(DOCUMENT TEXT Opens)

Marle was born Patrick Cassamer Rafter in 1885,the son of Dr.John Patrick Arthur Rafter,L.R.C.P.S.I. and Mary (née Mortelle). His parents were married in Cork, Ireland in 1881. Mary Mortelle was from Charleville, Cork and John Rafter was born at Knockthomas, Carlow, Ireland and became a physician and the first Roman Catholic Mayor of Bootle. Marles brother Major James Rafter was also a doctor and served throughout the First World War with the Royal Army Medical Corp, proving himself a hero and awarded the Military Cross and bar. Marle became a medical student at Liverpool University, but later he decided to adopt a stage career.
Marle was for a time a member of a stock company at the old Sadler's Wells Theatre. He also toured South America and the United States where he was producer to the Northampton Repertory Theatre, Massachusetts. For three years he was leading man at the Liverpool Repertory Theatre. Here he took on the additional work as producer. His leading parts at the theatre were many and varied, including the title role in August Strindberg's play The Father and as the butler in The Admirable Crichton . During his term as producer he dealt with all types of plays, from broadest farce to Maurice Maeterlinck's Mary Magdalene and was the first producer in England to stage a public performance of Eugene O'Neill's The Great God Brown . He appeared with some success at the Malvern Drama Festival. In 1935 he appeared as "Relling" in Henrik Ibsen's The Wild Duck at the Birmingham Repertory Theatre with James Hayter and Arthur Ridley. He appeared in several silent films, as Lieutenant Daring in Adventures of Lieutenant Daring-in a South American Port (1911); as the Rev. Percival Ferrers in The Gentleman Ranker (1912) and as Phipps in The Wheels of Chance (1922). Marle's early colleagues included Chalie Chaplin and his brother Syd. He was the only man to have played Shaw's O'Flaherty V.C. in London and has been associated with Lena Aswell, Ethel Irving, Charles Hawtrey, Maurice Moscovitch and others.

(DOCUMENT TEXT Closes)

__EXERCISES TO COMPLETE__:
A) Answer these questions from the biography of the actor Marle:
(i) Where and in what year were his parents married?
(ii) For how many years was he leading man at the Liverpool Repertory Theatre?
(iii) What role did he play in The Wild Duck at the Birmingham Repertory Theatre in 1935?
B) Give a continuation of the biography of the actor Marle, beginning after its final sentence.
The rows have no connection to the text.

(SOURCE MATERIAL Opens)

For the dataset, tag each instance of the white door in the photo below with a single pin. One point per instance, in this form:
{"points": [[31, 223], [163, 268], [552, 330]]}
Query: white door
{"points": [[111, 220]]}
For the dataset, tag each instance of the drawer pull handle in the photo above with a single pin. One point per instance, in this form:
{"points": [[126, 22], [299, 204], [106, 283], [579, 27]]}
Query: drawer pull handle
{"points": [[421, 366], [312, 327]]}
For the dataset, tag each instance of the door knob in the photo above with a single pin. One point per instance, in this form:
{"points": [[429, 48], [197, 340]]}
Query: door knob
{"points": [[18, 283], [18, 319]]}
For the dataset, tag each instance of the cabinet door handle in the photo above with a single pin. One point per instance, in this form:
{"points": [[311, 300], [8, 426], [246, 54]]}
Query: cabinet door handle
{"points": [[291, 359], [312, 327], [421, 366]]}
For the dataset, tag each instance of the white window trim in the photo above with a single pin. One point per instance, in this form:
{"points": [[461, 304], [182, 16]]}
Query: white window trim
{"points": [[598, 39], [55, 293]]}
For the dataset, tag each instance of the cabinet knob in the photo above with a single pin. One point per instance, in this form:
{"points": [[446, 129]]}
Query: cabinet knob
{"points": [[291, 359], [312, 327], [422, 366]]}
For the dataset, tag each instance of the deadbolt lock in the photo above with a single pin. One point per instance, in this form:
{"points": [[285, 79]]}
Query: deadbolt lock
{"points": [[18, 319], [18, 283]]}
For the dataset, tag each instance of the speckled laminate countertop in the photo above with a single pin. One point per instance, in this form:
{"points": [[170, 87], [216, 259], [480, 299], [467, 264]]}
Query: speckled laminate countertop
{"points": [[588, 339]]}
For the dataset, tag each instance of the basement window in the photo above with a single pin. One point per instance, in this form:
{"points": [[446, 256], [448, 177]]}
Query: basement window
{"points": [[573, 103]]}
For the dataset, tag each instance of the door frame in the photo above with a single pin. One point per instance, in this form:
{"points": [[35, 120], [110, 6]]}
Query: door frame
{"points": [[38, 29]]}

(SOURCE MATERIAL Closes)
(SOURCE MATERIAL Opens)

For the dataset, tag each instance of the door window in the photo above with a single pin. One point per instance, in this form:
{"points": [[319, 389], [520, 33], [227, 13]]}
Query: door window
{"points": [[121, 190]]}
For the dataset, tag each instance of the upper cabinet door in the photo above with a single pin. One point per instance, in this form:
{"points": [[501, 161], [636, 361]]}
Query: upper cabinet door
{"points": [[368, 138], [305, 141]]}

(SOURCE MATERIAL Closes)
(SOURCE MATERIAL Opens)

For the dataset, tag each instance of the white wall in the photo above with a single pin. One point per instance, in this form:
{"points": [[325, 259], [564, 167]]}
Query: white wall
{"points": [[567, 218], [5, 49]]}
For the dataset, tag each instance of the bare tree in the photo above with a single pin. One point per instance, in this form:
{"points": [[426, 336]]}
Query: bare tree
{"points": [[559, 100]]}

(SOURCE MATERIAL Closes)

__TASK RESPONSES__:
A)
(i) In Cork, Ireland, in 1881.
(ii) Three years.
(iii) "Relling".

B)
During the First World War he served with the 3rd Battalion of the 7th Kings Regiment, Liverpool. In the 1920s he was Director at the Rusholme Theatre Manchester.
Marle married Josephine Chalmers in 1907. As Josephine Colona she was an actress in her own right, daughter of "The Mexican Tragedian", Don Eduardo Colona. They had one child, John, born 1907.